▸ WHAT IS EXPECTED
Render the stretch of data from the line containing "Target: horse hind leg" through the line containing "(1023, 227)", inclusive, as a numbered list with blank lines omitted. Include only those lines.

(A block of data)
----
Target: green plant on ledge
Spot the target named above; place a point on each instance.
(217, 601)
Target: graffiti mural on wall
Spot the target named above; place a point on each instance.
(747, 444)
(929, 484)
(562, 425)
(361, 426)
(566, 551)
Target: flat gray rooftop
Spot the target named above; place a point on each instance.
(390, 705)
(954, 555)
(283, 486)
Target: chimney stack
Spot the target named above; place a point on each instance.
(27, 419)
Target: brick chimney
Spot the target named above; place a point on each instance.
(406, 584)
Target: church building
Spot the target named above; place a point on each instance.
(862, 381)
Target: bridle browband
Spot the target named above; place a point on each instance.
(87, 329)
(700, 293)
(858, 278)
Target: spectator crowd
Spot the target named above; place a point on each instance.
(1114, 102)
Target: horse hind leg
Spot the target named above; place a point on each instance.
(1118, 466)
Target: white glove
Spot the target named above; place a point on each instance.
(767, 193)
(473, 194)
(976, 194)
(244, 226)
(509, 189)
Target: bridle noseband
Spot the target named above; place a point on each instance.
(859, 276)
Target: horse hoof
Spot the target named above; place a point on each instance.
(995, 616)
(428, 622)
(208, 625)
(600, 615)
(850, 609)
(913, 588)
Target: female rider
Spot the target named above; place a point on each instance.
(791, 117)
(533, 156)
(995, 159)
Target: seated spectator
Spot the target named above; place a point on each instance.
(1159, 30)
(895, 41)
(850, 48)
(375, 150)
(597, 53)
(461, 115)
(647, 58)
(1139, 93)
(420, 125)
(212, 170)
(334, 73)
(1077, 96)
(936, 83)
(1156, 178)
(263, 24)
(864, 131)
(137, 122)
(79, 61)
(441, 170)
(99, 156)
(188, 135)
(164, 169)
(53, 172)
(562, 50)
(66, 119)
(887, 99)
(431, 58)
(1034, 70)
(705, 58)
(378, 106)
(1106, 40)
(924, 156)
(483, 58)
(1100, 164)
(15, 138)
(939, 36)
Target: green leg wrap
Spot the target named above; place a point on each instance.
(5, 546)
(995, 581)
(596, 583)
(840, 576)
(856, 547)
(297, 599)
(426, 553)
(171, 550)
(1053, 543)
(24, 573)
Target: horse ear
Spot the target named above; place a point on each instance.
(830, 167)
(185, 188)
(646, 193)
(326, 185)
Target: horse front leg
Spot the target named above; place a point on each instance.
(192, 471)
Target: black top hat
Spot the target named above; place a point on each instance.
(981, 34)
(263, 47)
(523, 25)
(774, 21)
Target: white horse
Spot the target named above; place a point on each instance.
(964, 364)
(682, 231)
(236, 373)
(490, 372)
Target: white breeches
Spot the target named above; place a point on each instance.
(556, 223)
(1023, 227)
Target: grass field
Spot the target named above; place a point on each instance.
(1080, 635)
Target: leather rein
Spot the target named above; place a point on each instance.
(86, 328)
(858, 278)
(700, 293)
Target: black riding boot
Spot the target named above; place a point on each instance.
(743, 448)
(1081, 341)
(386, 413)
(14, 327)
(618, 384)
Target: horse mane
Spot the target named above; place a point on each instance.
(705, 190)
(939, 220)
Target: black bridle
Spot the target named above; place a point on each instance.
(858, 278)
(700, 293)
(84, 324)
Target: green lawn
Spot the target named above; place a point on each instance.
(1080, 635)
----
▸ EXERCISE ANSWER
1. Target: horse hind leg
2. Spot the target named above; place a point on each instance.
3. (1118, 466)
4. Target: white glove
5. Spot the target named above; place a point on each instance.
6. (767, 193)
7. (473, 194)
8. (976, 194)
9. (244, 226)
10. (509, 189)
11. Target: bridle noseband
12. Spot the target named above; place a point on each instance.
13. (859, 276)
14. Target: horse hoof
15. Spot the target named above; place a point on each instance.
16. (995, 616)
17. (428, 622)
18. (208, 625)
19. (600, 615)
20. (850, 609)
21. (913, 588)
22. Target: female rider
23. Spot the target named above; place a point on each instance.
24. (791, 117)
25. (533, 156)
26. (995, 159)
27. Target: seated spectator
28. Spot the target named above; place a point on each instance.
29. (1159, 30)
30. (895, 41)
31. (850, 48)
32. (375, 150)
33. (597, 53)
34. (461, 115)
35. (647, 58)
36. (1139, 93)
37. (420, 125)
38. (212, 170)
39. (334, 73)
40. (1077, 96)
41. (936, 83)
42. (1156, 178)
43. (263, 24)
44. (864, 131)
45. (137, 122)
46. (79, 61)
47. (441, 170)
48. (99, 156)
49. (188, 135)
50. (164, 169)
51. (53, 172)
52. (562, 50)
53. (66, 119)
54. (887, 99)
55. (431, 58)
56. (1034, 70)
57. (705, 58)
58. (378, 106)
59. (1106, 40)
60. (924, 156)
61. (483, 58)
62. (1100, 164)
63. (15, 138)
64. (939, 36)
65. Target: green leg wrap
66. Spot the target named above; place a point on each instance.
67. (5, 546)
68. (995, 581)
69. (596, 583)
70. (840, 576)
71. (856, 547)
72. (297, 599)
73. (426, 553)
74. (171, 550)
75. (1053, 543)
76. (24, 573)
77. Target: horse ear
78. Spot the target named above; place a point on each instance.
79. (830, 167)
80. (185, 188)
81. (646, 193)
82. (326, 185)
83. Target: horse front leg
84. Spot the target named above; place a point on each instance.
85. (192, 471)
86. Target: black top hat
87. Spot the target named above; place a point on each instance.
88. (981, 34)
89. (263, 47)
90. (523, 25)
91. (774, 21)
92. Target: white horse
93. Spot the target named above; place a point on each instance.
94. (964, 364)
95. (682, 231)
96. (236, 373)
97. (490, 372)
98. Target: white breeches
99. Spot the target named above; place a point on each instance.
100. (556, 223)
101. (1023, 227)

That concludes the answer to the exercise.